DATA FOR PROCESSING:
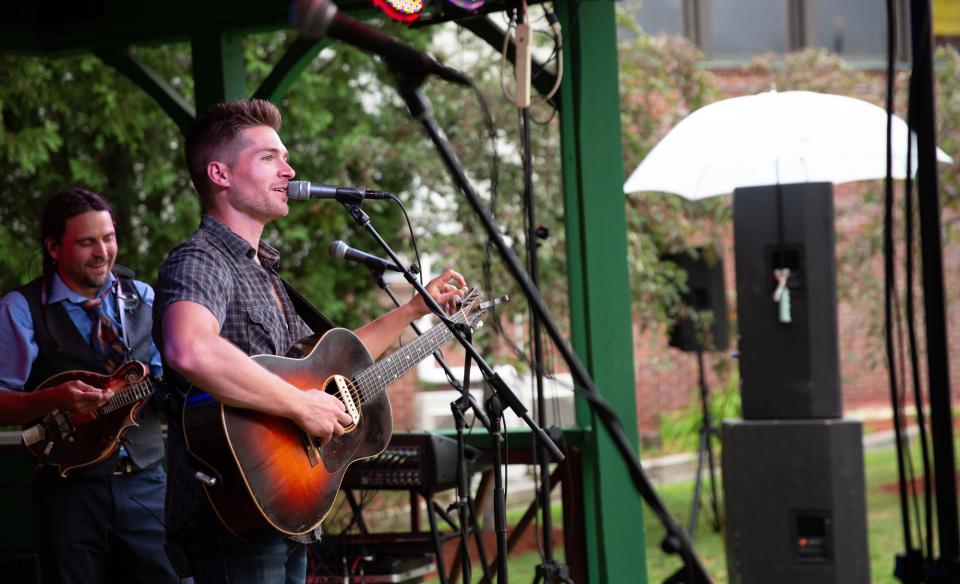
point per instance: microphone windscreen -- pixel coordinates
(299, 190)
(338, 249)
(312, 17)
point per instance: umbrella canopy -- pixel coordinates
(773, 138)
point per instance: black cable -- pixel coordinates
(888, 256)
(909, 246)
(413, 237)
(486, 267)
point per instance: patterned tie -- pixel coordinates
(105, 339)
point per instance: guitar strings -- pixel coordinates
(395, 371)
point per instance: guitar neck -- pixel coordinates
(375, 379)
(129, 394)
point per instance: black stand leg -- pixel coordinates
(495, 411)
(704, 454)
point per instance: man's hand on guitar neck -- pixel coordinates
(75, 396)
(380, 334)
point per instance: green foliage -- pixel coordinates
(661, 83)
(680, 429)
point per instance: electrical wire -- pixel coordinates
(909, 228)
(413, 237)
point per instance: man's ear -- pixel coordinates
(219, 174)
(51, 246)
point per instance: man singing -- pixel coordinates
(218, 302)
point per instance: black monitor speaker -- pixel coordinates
(705, 292)
(789, 359)
(795, 502)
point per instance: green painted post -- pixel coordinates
(600, 299)
(218, 72)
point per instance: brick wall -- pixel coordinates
(666, 378)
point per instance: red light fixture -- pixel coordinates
(401, 10)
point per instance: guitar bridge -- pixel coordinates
(346, 391)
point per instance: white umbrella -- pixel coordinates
(773, 138)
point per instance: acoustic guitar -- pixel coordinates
(263, 474)
(68, 440)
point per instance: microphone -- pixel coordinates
(341, 251)
(320, 18)
(302, 190)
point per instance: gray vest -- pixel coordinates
(62, 348)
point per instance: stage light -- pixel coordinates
(468, 4)
(402, 10)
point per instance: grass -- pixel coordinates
(883, 521)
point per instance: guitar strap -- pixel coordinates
(307, 311)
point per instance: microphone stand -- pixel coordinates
(693, 572)
(466, 511)
(505, 396)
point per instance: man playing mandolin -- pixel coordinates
(96, 507)
(219, 302)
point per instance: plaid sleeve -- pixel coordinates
(194, 274)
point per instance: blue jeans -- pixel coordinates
(217, 556)
(101, 528)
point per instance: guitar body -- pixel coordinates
(68, 441)
(267, 481)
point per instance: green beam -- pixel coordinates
(600, 299)
(298, 57)
(218, 72)
(169, 99)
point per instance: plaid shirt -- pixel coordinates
(216, 269)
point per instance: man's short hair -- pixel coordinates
(62, 206)
(214, 136)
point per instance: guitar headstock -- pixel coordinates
(473, 306)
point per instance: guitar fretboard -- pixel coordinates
(374, 380)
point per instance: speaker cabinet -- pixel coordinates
(795, 502)
(705, 291)
(788, 370)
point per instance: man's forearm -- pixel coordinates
(381, 333)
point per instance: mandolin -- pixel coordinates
(68, 440)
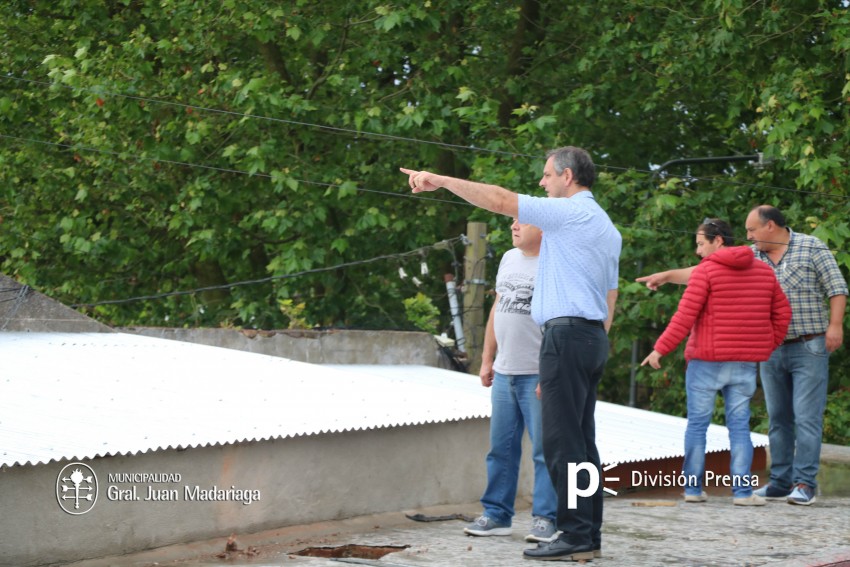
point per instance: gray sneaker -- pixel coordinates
(484, 526)
(542, 530)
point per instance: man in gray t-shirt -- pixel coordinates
(513, 338)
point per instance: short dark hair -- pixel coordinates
(577, 160)
(712, 228)
(768, 213)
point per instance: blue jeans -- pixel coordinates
(795, 381)
(515, 408)
(737, 382)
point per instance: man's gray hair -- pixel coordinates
(577, 160)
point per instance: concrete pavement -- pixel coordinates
(640, 529)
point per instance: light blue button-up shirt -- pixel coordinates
(579, 256)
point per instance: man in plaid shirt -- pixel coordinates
(795, 378)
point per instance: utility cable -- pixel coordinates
(439, 245)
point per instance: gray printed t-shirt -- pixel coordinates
(517, 335)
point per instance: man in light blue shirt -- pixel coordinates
(575, 293)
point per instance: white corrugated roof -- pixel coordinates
(84, 395)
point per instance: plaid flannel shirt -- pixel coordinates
(808, 273)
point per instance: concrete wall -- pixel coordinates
(317, 347)
(301, 480)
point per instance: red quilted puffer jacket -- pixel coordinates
(733, 308)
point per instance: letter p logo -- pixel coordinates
(573, 491)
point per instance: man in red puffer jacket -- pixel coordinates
(736, 314)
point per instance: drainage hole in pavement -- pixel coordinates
(351, 550)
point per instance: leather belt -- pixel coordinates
(803, 338)
(572, 321)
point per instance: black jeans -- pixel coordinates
(572, 358)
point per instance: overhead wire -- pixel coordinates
(378, 135)
(131, 155)
(268, 279)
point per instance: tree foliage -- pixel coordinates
(156, 146)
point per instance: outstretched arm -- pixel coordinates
(490, 197)
(678, 276)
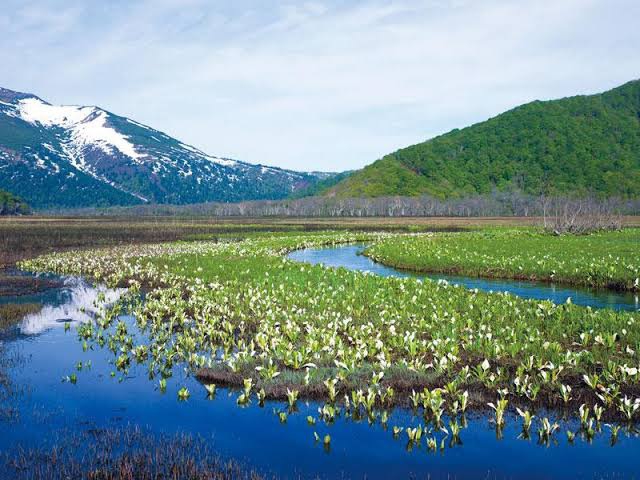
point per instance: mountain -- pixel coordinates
(12, 205)
(582, 144)
(75, 156)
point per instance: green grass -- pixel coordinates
(258, 309)
(579, 145)
(601, 260)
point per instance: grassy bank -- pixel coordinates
(26, 237)
(360, 342)
(600, 260)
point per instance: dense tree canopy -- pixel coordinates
(582, 144)
(12, 205)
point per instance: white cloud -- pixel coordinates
(315, 85)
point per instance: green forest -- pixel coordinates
(12, 205)
(578, 145)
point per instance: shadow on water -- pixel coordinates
(50, 411)
(350, 257)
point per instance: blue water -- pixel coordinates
(349, 256)
(44, 353)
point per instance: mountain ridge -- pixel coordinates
(75, 156)
(584, 144)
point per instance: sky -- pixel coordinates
(317, 85)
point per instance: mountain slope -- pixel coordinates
(582, 144)
(71, 156)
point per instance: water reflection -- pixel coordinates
(80, 303)
(350, 257)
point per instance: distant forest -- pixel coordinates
(12, 205)
(496, 204)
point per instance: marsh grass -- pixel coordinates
(222, 309)
(123, 454)
(600, 260)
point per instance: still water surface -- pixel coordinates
(349, 256)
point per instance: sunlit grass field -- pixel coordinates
(240, 314)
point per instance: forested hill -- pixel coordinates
(582, 144)
(12, 205)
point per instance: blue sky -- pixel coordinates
(318, 85)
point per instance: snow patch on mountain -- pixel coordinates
(88, 125)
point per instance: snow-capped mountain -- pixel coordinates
(71, 156)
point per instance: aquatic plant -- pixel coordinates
(253, 321)
(183, 394)
(499, 408)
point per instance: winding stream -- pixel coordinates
(39, 409)
(349, 256)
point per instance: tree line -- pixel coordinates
(493, 205)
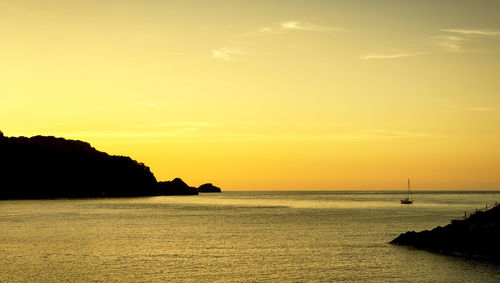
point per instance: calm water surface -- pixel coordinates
(234, 236)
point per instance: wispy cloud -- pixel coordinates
(143, 104)
(178, 124)
(233, 54)
(390, 56)
(455, 40)
(481, 109)
(292, 25)
(472, 32)
(304, 26)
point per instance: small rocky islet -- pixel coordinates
(49, 167)
(476, 236)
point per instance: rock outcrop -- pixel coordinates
(476, 236)
(175, 187)
(208, 188)
(49, 167)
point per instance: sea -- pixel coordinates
(235, 236)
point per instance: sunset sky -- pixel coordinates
(264, 95)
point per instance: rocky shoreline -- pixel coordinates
(475, 236)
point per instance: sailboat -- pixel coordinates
(408, 199)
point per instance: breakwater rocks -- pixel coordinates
(476, 236)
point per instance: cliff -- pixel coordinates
(175, 187)
(49, 167)
(476, 236)
(208, 188)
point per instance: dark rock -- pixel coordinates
(175, 187)
(49, 167)
(208, 188)
(478, 236)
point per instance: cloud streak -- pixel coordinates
(232, 54)
(292, 25)
(144, 104)
(472, 32)
(455, 40)
(390, 56)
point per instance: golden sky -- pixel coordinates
(264, 94)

WORK INSTRUCTIONS: Output each line exactly; omit every picture.

PROBLEM SOLUTION:
point per instance: microphone windscreen -- pixel coordinates
(299, 190)
(338, 249)
(312, 17)
point per instance: umbrella canopy -- pixel coordinates
(773, 138)
point per instance: black cable -- pixel coordinates
(888, 256)
(909, 246)
(413, 237)
(486, 267)
point per instance: patterned tie -- pixel coordinates
(105, 339)
point per instance: guitar strings -- pixel coordinates
(395, 371)
point per instance: guitar neck -- pixel coordinates
(375, 379)
(129, 394)
point per instance: black stand leg -- pixel coordinates
(495, 411)
(704, 454)
point per instance: man's hand on guitar neck -- pixel coordinates
(75, 396)
(380, 334)
point per instance: green foliage -- pixel coordinates
(661, 83)
(680, 429)
point per instance: electrical wire -- pixel coordinates
(909, 228)
(413, 237)
point per instance: man's ear -- pixel coordinates
(219, 174)
(51, 246)
point per instance: man singing -- pixel coordinates
(218, 302)
point per instance: black monitor speaker -- pixel coordinates
(705, 292)
(789, 359)
(795, 502)
point per instance: green painted post -- pixel coordinates
(600, 299)
(218, 72)
point per instance: brick wall -- pixel coordinates
(666, 378)
point per instance: red light fixture -- pixel coordinates
(401, 10)
point per instance: guitar bridge -- pixel coordinates
(346, 391)
point per instance: white umbrella -- pixel coordinates
(773, 138)
point per instance: acoustic guitar -- pixel coordinates
(263, 474)
(68, 440)
point per instance: microphone -- pixel coordinates
(341, 251)
(320, 18)
(302, 190)
point per instance: gray vest -- pixel coordinates
(62, 348)
point per instance: stage light -- pixel coordinates
(468, 4)
(402, 10)
point per instance: grass -- pixel coordinates
(883, 521)
point per instance: guitar strap -- pixel coordinates
(307, 311)
point per instance: microphone stand -- pixel coordinates
(693, 572)
(466, 511)
(505, 396)
point per instance: man playing mandolin -- pixel coordinates
(96, 507)
(219, 302)
point per instance: plaid sleeve -- pixel coordinates
(194, 274)
point per instance: blue jeans -- pixel coordinates
(217, 556)
(101, 528)
point per instance: guitar body -- pixel coordinates
(68, 441)
(267, 481)
point per instance: green beam -- pixel coordinates
(600, 299)
(298, 57)
(218, 72)
(169, 99)
point per instance: plaid shirt -- pixel coordinates
(216, 269)
point per instance: man's short hair -- pixel coordinates
(62, 206)
(214, 136)
point per instance: guitar headstock -- pixel coordinates
(473, 306)
point per instance: guitar fretboard -- pixel coordinates
(374, 380)
point per instance: speaker cabinet -- pixel coordinates
(795, 502)
(705, 291)
(788, 370)
point per instance: man's forearm -- pixel coordinates
(381, 333)
point per instance: mandolin -- pixel coordinates
(68, 440)
point per instance: gray sneaker -- pixel coordinates
(484, 526)
(542, 530)
point per instance: man in gray t-shirt -- pixel coordinates
(513, 338)
point per instance: short dark hair -- pixel coordinates
(577, 160)
(712, 228)
(768, 213)
point per instance: blue jeans -- pixel coordinates
(795, 381)
(515, 408)
(737, 382)
point per instance: man's gray hair -- pixel coordinates
(577, 160)
point per instance: concrete pavement -- pixel coordinates
(640, 529)
point per instance: light blue button-up shirt -- pixel coordinates
(579, 256)
point per instance: man in plaid shirt -- pixel coordinates
(795, 378)
point per instance: utility cable -- pixel coordinates
(439, 245)
point per instance: gray printed t-shirt -- pixel coordinates
(517, 335)
point per instance: man in light blue shirt -- pixel coordinates
(575, 293)
point per instance: white corrugated roof -- pixel coordinates
(84, 395)
point per instance: plaid flannel shirt -- pixel coordinates
(808, 273)
point per instance: concrete wall -- pixel coordinates
(317, 347)
(301, 480)
point per instance: red quilted puffer jacket -- pixel coordinates
(733, 308)
point per instance: letter p logo -- pixel coordinates
(573, 491)
point per instance: man in red puffer jacket -- pixel coordinates
(736, 314)
point per instance: drainage hole in pavement -- pixel coordinates
(351, 550)
point per instance: leather belt -- pixel coordinates
(803, 338)
(572, 321)
point per instance: black jeans -- pixel coordinates
(572, 358)
point per instance: overhead wire -- pixel coordinates
(378, 135)
(131, 155)
(268, 279)
point per instance: tree foliage -- pixel coordinates
(156, 146)
point per instance: outstretched arm -- pixel coordinates
(490, 197)
(678, 276)
point per instance: mountain -- pixel coordinates
(12, 205)
(582, 144)
(75, 156)
point per instance: green grass -- pixel coordinates
(258, 309)
(579, 145)
(601, 260)
point per instance: grassy bank -- pixel coordinates
(26, 237)
(360, 342)
(600, 260)
point per instance: dense tree canopy -- pixel coordinates
(582, 144)
(12, 205)
point per instance: white cloud -- pixel coordinates
(315, 85)
point per instance: green forest -- pixel coordinates
(12, 205)
(578, 145)
point per instance: shadow on water -- pixel coordinates
(50, 411)
(350, 257)
point per instance: blue water -- pixel coordinates
(349, 256)
(44, 353)
point per instance: mountain ridge -- pixel coordinates
(75, 156)
(584, 144)
point per instance: sky -- pixel coordinates
(317, 85)
point per instance: mountain slope -- pixel coordinates
(582, 144)
(71, 156)
point per instance: water reflection -- pixel coordinates
(80, 303)
(350, 257)
point per instance: distant forest -- pixel coordinates
(12, 205)
(496, 204)
point per instance: marsh grass -- pixel coordinates
(222, 309)
(123, 454)
(600, 260)
point per instance: still water surface -- pixel coordinates
(349, 256)
point per instance: sunlit grass field -- pixel coordinates
(240, 314)
point per instance: forested hill -- pixel coordinates
(582, 144)
(12, 205)
point per instance: blue sky -- pixel coordinates
(318, 85)
point per instance: snow patch on mountain -- pixel coordinates
(88, 125)
point per instance: snow-capped mountain -- pixel coordinates
(71, 156)
point per instance: aquatic plant -- pixel coordinates
(253, 321)
(183, 394)
(499, 408)
point per instance: winding stream -- pixel coordinates
(39, 409)
(349, 256)
point per instance: tree line -- pixel coordinates
(493, 205)
point per instance: calm water surface -- pixel coordinates
(234, 236)
point per instance: wispy cloud -- pixel coordinates
(143, 104)
(178, 124)
(233, 54)
(390, 56)
(455, 40)
(481, 109)
(292, 25)
(472, 32)
(304, 26)
point per instance: small rocky islet -- pixel coordinates
(49, 167)
(476, 236)
point per instance: rock outcrop -- pixel coordinates
(476, 236)
(175, 187)
(208, 188)
(49, 167)
point per instance: sea -- pixel coordinates
(235, 236)
point per instance: sunset sky -- pixel coordinates
(264, 95)
point per instance: rocky shoreline -- pixel coordinates
(475, 236)
point per instance: sailboat -- pixel coordinates
(408, 199)
point per instance: breakwater rocks -- pixel coordinates
(476, 236)
point per instance: cliff -- pixel coordinates
(175, 187)
(49, 167)
(476, 236)
(208, 188)
point per instance: dark rock -- pixel coordinates
(175, 187)
(49, 167)
(208, 188)
(478, 236)
point per instance: cloud streak -- pixel coordinates
(232, 54)
(292, 25)
(144, 104)
(472, 32)
(455, 40)
(390, 56)
point per instance: golden sky -- pixel coordinates
(264, 94)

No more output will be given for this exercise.